Your assignment ->
Word for word, return the lines from the top of the listing to the line containing "box: [278, 28, 291, 42]", both ends included, and no others.
═════ Available records ═════
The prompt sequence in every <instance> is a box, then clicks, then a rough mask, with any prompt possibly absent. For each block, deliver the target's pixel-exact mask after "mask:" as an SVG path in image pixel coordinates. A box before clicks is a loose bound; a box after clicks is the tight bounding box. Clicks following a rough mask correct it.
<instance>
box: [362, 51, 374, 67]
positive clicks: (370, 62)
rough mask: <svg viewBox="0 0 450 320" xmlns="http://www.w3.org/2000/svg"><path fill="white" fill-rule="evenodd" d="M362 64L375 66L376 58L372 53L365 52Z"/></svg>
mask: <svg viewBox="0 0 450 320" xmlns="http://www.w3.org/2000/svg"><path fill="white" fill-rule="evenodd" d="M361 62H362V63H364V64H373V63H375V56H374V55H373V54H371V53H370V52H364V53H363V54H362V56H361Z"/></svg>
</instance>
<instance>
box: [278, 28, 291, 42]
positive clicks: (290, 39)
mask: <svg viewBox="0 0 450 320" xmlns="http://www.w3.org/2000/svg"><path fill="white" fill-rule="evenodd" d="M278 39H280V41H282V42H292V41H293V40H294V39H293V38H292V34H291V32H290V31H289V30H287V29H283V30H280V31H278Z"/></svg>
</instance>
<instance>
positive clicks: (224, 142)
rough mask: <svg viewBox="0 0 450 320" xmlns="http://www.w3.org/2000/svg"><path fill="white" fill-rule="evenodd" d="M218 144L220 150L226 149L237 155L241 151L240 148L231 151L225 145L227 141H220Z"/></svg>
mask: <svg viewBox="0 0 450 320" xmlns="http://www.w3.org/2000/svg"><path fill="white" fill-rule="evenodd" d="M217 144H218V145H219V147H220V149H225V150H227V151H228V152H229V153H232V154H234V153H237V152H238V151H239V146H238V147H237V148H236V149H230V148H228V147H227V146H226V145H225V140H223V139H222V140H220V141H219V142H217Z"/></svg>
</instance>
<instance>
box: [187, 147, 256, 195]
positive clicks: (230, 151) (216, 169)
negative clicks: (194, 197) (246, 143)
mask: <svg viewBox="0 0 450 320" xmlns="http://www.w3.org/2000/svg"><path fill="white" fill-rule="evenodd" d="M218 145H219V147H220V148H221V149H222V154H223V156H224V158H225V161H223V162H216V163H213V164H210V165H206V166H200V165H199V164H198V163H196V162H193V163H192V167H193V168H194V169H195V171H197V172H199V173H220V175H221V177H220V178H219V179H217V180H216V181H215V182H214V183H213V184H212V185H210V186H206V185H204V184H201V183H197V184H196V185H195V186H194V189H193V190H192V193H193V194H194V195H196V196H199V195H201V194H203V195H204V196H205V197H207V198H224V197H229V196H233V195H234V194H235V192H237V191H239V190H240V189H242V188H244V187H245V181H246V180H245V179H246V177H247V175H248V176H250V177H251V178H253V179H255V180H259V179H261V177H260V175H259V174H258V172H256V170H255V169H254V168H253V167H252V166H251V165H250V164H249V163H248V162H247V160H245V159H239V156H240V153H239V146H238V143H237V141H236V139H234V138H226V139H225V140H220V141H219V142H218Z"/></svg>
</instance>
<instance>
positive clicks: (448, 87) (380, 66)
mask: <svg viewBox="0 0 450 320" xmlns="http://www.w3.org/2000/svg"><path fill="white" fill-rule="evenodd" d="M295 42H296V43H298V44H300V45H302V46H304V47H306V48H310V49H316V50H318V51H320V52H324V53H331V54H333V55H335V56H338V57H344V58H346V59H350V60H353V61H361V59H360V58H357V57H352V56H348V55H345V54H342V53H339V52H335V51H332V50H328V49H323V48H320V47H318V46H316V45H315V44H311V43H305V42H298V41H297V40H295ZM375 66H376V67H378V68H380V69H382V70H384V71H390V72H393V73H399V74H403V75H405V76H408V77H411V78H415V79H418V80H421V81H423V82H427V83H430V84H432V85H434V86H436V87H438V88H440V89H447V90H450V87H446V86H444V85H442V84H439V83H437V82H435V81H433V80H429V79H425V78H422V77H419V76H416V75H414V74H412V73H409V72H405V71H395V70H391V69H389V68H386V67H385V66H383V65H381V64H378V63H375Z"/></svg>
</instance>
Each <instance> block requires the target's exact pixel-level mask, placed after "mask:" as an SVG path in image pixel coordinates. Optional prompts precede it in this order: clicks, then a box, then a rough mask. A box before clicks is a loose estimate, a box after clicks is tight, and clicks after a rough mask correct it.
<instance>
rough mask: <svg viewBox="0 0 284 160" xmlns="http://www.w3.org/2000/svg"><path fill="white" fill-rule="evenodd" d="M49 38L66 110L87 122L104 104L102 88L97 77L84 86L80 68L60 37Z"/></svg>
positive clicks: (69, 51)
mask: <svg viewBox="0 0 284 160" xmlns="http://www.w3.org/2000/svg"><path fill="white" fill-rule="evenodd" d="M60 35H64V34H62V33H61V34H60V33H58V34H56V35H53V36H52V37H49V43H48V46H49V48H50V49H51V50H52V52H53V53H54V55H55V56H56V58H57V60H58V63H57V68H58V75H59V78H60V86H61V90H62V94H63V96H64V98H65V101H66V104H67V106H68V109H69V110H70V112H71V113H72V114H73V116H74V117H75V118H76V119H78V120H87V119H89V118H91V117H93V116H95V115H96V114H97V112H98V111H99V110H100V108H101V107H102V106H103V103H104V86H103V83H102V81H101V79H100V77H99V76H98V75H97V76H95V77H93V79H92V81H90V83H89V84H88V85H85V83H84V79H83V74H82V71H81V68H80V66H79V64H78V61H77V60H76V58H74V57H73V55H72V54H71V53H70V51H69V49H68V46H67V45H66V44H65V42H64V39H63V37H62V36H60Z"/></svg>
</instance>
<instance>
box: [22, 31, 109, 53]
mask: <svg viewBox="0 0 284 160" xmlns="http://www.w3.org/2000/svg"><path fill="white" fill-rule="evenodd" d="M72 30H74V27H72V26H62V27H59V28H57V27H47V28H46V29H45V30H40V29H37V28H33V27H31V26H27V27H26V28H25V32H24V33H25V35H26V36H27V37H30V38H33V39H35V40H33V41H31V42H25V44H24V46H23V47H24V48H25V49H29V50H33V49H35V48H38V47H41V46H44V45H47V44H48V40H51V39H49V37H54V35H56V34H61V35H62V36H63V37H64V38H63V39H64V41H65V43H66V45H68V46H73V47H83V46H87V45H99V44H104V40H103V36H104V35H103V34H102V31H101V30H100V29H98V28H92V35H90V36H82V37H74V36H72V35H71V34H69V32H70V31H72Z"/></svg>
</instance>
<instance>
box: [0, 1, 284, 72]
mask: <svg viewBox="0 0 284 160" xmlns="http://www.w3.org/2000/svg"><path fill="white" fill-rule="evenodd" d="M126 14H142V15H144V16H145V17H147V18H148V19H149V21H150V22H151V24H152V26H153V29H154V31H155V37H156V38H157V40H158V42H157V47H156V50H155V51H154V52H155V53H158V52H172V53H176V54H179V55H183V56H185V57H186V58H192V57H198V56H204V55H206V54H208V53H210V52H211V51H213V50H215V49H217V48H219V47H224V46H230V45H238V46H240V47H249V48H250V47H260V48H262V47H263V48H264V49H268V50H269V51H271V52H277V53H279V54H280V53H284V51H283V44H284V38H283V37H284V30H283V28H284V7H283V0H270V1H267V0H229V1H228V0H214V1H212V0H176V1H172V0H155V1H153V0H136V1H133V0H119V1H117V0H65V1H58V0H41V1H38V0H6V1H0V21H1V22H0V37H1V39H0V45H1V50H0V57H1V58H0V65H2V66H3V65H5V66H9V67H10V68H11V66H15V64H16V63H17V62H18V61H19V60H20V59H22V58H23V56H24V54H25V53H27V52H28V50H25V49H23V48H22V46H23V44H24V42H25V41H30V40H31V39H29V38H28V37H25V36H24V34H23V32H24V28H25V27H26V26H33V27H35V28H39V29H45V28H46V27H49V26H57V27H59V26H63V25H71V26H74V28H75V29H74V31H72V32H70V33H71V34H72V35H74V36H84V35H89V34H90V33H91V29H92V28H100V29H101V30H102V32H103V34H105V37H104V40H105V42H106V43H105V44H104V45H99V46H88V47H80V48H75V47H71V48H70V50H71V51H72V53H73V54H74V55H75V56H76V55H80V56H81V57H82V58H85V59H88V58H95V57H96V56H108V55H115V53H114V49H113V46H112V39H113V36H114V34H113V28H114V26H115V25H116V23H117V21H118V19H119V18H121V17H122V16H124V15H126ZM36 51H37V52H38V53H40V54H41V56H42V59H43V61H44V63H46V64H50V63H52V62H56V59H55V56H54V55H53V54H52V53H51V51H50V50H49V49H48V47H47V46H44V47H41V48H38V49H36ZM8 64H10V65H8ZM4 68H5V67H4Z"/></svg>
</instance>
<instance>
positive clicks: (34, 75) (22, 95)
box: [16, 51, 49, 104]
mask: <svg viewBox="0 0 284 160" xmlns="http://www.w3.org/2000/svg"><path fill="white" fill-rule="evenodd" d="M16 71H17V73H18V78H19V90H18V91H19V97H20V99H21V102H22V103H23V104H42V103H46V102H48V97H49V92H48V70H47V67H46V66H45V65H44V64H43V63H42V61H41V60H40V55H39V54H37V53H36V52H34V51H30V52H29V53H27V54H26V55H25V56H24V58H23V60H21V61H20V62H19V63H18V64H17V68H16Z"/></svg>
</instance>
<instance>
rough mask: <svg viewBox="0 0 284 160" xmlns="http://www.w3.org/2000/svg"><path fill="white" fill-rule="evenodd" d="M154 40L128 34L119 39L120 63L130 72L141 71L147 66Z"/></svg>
═════
Your response ->
The prompt sequence in every <instance> is a box, then clicks, then a rough mask, with any prompt possibly absent. For each block, deliver the target's pixel-exact mask after "mask:" as an SVG path in image pixel coordinates. A box before clicks is a loose bound; a box after clicks is the tight bounding box. Clicks following a rough mask correct it.
<instance>
box: [362, 51, 374, 67]
positive clicks: (370, 62)
rough mask: <svg viewBox="0 0 450 320" xmlns="http://www.w3.org/2000/svg"><path fill="white" fill-rule="evenodd" d="M362 64L375 66L376 58L372 53L365 52Z"/></svg>
mask: <svg viewBox="0 0 450 320" xmlns="http://www.w3.org/2000/svg"><path fill="white" fill-rule="evenodd" d="M361 62H362V63H364V64H373V63H375V56H374V55H373V54H371V53H370V52H364V53H363V54H362V56H361Z"/></svg>
</instance>
<instance>
box: [278, 28, 291, 42]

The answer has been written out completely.